● **Extract to read**:
Amar Ben Belgacem (June 18, 1979 – August 24, 2010) was a French-Tunisian painter.

Biography 
Born to Tunisian parents, Amar Ben Belgacem grew up in France until he was 5. In 1984, his parents decided to return to Tunisia, taking Belgacem and his twin brother with them. Until he was 19, he lived in a villa which he described as "artistic" because it contains an exotic garden, many paintings, collection of objects, arts books, and other arts-related items.

A self-taught painter, his works are represented in public and private collections in twenty countries.

On August 2, 2006, he was made named an officer of merit of the Tunisian culture by the minister of culture and patrimony.

He was a member of the International association of plastic arts, the European association for plastic arts, the international academy of Lutèce, the union of Tunisian plastic artists, and the association of the plastic artists of Hammamet.

He died in 2010 in Paris.

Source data
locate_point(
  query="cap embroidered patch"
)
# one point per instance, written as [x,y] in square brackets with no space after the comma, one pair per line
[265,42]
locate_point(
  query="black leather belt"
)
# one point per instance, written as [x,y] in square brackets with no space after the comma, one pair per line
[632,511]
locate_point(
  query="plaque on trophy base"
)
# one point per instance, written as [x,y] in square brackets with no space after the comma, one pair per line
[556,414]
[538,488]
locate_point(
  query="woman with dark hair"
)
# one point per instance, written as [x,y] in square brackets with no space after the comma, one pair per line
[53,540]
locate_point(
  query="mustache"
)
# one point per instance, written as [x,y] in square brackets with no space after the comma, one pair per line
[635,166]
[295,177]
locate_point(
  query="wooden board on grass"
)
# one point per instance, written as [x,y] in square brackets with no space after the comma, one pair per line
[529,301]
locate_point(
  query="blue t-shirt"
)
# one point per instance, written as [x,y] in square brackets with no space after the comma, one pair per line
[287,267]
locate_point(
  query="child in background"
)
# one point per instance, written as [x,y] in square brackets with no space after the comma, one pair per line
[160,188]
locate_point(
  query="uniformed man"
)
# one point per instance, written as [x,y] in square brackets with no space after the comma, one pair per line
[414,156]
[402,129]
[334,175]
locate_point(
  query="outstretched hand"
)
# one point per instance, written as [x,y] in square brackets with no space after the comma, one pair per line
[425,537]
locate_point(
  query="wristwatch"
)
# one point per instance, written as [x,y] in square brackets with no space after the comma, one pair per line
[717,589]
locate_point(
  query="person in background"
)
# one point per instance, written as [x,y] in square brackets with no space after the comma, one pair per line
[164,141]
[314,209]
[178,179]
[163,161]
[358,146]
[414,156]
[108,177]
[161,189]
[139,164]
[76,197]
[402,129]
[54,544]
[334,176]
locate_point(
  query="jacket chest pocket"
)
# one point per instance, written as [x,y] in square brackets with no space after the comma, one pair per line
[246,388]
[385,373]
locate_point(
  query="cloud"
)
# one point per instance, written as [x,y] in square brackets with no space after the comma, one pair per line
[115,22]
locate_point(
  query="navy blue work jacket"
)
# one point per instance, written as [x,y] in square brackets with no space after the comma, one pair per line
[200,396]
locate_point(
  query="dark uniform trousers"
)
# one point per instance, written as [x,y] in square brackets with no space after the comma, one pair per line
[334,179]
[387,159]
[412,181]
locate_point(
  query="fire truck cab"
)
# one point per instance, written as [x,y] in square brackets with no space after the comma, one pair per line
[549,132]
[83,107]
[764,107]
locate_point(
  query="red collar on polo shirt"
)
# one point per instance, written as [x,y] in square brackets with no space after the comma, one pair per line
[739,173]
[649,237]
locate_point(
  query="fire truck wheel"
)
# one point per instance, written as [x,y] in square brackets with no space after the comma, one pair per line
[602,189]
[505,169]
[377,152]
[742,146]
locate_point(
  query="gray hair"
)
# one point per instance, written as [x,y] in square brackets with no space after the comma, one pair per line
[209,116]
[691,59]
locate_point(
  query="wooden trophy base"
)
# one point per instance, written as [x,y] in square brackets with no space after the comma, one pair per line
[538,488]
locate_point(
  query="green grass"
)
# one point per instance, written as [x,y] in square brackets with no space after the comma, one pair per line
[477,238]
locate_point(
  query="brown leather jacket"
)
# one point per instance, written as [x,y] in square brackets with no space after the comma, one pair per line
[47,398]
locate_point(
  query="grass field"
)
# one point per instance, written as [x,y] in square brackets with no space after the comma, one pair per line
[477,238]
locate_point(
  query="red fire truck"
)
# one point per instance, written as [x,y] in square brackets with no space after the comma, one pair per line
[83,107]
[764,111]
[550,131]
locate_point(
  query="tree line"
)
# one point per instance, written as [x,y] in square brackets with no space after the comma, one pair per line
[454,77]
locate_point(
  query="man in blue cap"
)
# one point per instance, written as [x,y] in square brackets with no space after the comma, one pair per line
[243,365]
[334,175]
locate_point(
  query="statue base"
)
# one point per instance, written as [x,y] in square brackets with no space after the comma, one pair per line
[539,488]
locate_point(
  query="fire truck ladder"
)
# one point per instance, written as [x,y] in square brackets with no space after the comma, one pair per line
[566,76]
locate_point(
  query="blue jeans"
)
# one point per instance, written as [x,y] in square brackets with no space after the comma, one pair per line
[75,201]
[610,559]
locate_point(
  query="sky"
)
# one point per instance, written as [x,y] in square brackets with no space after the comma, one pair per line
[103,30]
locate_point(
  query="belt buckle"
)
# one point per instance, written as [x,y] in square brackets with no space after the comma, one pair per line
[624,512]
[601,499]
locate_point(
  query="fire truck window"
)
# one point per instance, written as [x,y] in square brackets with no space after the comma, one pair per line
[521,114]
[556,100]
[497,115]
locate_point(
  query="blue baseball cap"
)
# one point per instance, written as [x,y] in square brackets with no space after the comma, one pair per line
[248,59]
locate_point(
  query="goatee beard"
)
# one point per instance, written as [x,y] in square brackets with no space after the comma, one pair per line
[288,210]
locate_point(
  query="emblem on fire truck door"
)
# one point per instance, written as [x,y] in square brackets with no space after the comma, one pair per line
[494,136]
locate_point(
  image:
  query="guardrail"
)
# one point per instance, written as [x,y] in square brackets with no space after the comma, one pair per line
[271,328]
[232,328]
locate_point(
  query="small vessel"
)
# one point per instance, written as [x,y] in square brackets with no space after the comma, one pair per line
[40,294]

● **Your tasks**:
(A) In the painter's biography, rewrite the stretch from "On August 2, 2006, he" through "artists of Hammamet.", changing "Hammamet" to "Sousse".
(B) According to the painter's biography, in what year did his parents move back to Tunisia?
(C) Name every association or academy that the painter's biography says he belonged to.
The data were taken from a different source.

● **Exercise responses**:
(A)
On August 2, 2006, he was made named an officer of merit of the Tunisian culture by the minister of culture and patrimony.

He was a member of the International association of plastic arts, the European association for plastic arts, the international academy of Lutèce, the union of Tunisian plastic artists, and the association of the plastic artists of Sousse.

(B) 1984

(C)
- The International association of plastic arts
- The European association for plastic arts
- The international academy of Lutèce
- The union of Tunisian plastic artists
- The association of the plastic artists of Hammamet